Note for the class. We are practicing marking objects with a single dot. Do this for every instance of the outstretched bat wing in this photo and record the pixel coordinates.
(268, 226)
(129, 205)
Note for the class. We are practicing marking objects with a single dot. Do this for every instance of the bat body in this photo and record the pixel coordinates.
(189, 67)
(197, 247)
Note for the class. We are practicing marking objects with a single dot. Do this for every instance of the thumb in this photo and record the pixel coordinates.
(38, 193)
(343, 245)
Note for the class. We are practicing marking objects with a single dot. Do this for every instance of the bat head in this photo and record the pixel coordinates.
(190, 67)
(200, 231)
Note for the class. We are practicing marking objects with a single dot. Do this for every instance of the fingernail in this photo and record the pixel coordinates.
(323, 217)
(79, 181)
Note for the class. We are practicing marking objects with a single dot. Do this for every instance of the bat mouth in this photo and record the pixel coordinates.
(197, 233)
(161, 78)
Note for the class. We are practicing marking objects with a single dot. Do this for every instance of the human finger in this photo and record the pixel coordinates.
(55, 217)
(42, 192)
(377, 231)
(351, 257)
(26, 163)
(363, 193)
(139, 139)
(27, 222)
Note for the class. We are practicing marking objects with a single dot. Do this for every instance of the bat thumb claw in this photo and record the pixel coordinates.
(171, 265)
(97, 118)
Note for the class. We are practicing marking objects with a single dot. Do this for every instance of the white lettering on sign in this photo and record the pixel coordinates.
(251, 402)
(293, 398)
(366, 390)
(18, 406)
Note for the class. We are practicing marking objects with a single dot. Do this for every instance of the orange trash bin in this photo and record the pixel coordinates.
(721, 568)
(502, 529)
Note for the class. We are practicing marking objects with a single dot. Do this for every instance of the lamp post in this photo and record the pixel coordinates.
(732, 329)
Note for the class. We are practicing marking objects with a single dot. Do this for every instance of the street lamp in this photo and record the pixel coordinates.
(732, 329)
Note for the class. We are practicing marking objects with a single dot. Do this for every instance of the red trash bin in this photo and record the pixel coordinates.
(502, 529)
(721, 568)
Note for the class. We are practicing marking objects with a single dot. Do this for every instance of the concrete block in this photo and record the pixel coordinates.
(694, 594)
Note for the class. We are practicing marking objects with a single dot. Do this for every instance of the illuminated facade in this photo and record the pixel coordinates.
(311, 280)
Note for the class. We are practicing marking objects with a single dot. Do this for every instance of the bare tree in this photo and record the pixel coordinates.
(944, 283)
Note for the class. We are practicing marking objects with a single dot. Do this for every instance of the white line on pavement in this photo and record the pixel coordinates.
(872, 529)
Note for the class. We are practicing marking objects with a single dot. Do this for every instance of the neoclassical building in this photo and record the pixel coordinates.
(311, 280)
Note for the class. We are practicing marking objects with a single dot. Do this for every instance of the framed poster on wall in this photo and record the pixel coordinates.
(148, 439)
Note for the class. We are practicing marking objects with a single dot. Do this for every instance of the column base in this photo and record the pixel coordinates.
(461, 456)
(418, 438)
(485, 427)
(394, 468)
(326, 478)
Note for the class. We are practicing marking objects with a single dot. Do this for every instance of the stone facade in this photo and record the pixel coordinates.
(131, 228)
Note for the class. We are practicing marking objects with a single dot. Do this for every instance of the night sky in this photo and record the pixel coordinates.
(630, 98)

○ ○ ○ ○ ○

What is required
The records above are to be output in full and without error.

Task answer
Note for the class. We are practicing marking objects with a single dot. Do this for every instance of the outstretched bat wing in this photo and record the pixel coordinates.
(268, 226)
(129, 205)
Note for the class. We are practicing marking objects with a single dot. Do this for every instance of the bat body in this photo and record the pixel coordinates.
(189, 67)
(197, 247)
Note for the class. We are practicing marking objects with a single dot. Do this for every instance of the thumb in this photo and record the pixel coordinates.
(38, 193)
(343, 245)
Note for the class. We are practicing marking objects with a single dot. Do this for every instance of the bat head in this photo and record the pixel coordinates.
(190, 67)
(200, 231)
Note for the class. We are practicing marking objects with a single dot. Do this for every instance of the fingernail in this photo and record the pixel coordinates.
(323, 217)
(79, 181)
Note for the class. We are practicing marking objects with a single dot. Do this for every instance of the bat mouth in this photo and record the pixel coordinates.
(197, 233)
(161, 78)
Note for the class. We are practicing marking objects with a single dot. Do this for every instance of the human finger in this photo and record the pixel coordinates.
(55, 217)
(42, 192)
(377, 231)
(351, 257)
(26, 163)
(363, 193)
(139, 139)
(27, 222)
Note for the class. We are practicing marking objects with a single dot. Do this for every instance of the bat thumb claw in this photo and record the pixel coordinates.
(171, 265)
(97, 118)
Note for the class. We are practicing marking objects with a single dot. Do this for every instance of the white lettering on sign in this photo and record the pixel coordinates.
(251, 402)
(293, 398)
(366, 390)
(18, 406)
Note for the class. We are practicing marking objects with a single dot. Do this for every instance of the orange trash bin in this photo and record the pixel coordinates.
(721, 568)
(502, 529)
Note for the class. We are practicing marking objects with a single dot. Do this for every instance of the lamp post in this photo and record the pixel coordinates.
(732, 329)
Note for the class. We are practicing marking objects with a single dot. Do this for every instance of the street lamp in this photo and record the pixel coordinates.
(732, 329)
Note for the class. We are practicing marking objects with a single dot. Do this for every instance of the red trash bin in this photo and record the pixel coordinates.
(502, 529)
(721, 568)
Note for the class. We are practicing marking objects with a single dot. Do this for every instance of the concrete block in this photo and record the pixel coordinates.
(694, 594)
Note for the class. We are practicing marking objects with a single dot. Do this for every instance of the illuminated facade in this photo and record the pixel coordinates.
(311, 280)
Note for the class. We are practicing marking objects with a single dot. Do this for every instance of the bare tree in this photo and record the pixel coordinates.
(944, 283)
Note for the class. We are practicing marking objects with a single dot. Do this for every instance of the white line on pavement in this photo and record the pixel coordinates.
(872, 529)
Note for the class. We are practicing marking objects with a single dot. Do this for every instance of the neoclassical building in this photo and record the pixel coordinates.
(311, 280)
Note for the class. We are practicing marking objects with a single dot. Do this for every instance of the framed poster on wall in this photo and record the pixel coordinates.
(148, 439)
Note for the class. We are practicing marking objects with a single dot. Do this for every instance of the column base in this photo and record the pixel coordinates.
(461, 456)
(418, 438)
(485, 427)
(394, 468)
(326, 478)
Note for the class. We are practicing marking objects with a single dot. Do this for every instance of the stone facade in this photo and record the pixel coordinates.
(131, 228)
Note for the class. We are practicing marking objects with a single dot. Do this for every instance of the night sky in this photo and record the pixel coordinates.
(630, 98)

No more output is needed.